- [PROBLEM REQUIREMENTS]: Copy each line of the entries below that contains the string "target".

- [MATERIAL PROVIDED]:

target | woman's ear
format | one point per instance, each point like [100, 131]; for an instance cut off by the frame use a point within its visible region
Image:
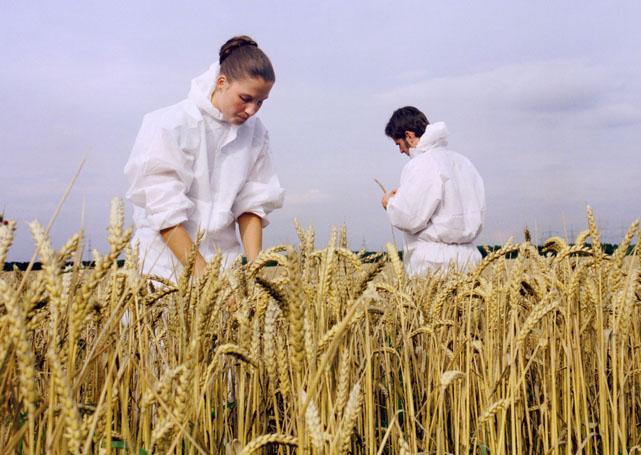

---

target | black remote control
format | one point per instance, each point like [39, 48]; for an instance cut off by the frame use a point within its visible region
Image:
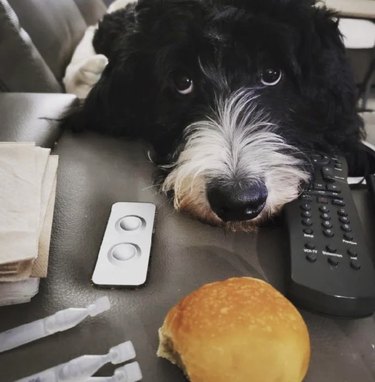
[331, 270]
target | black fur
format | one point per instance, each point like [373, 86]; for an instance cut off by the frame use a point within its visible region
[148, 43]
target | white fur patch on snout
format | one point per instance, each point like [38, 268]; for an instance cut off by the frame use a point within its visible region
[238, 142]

- [WORKED SOLUTION]:
target | woman's ear
target | black remote control
target | black fur
target | white fur patch on snout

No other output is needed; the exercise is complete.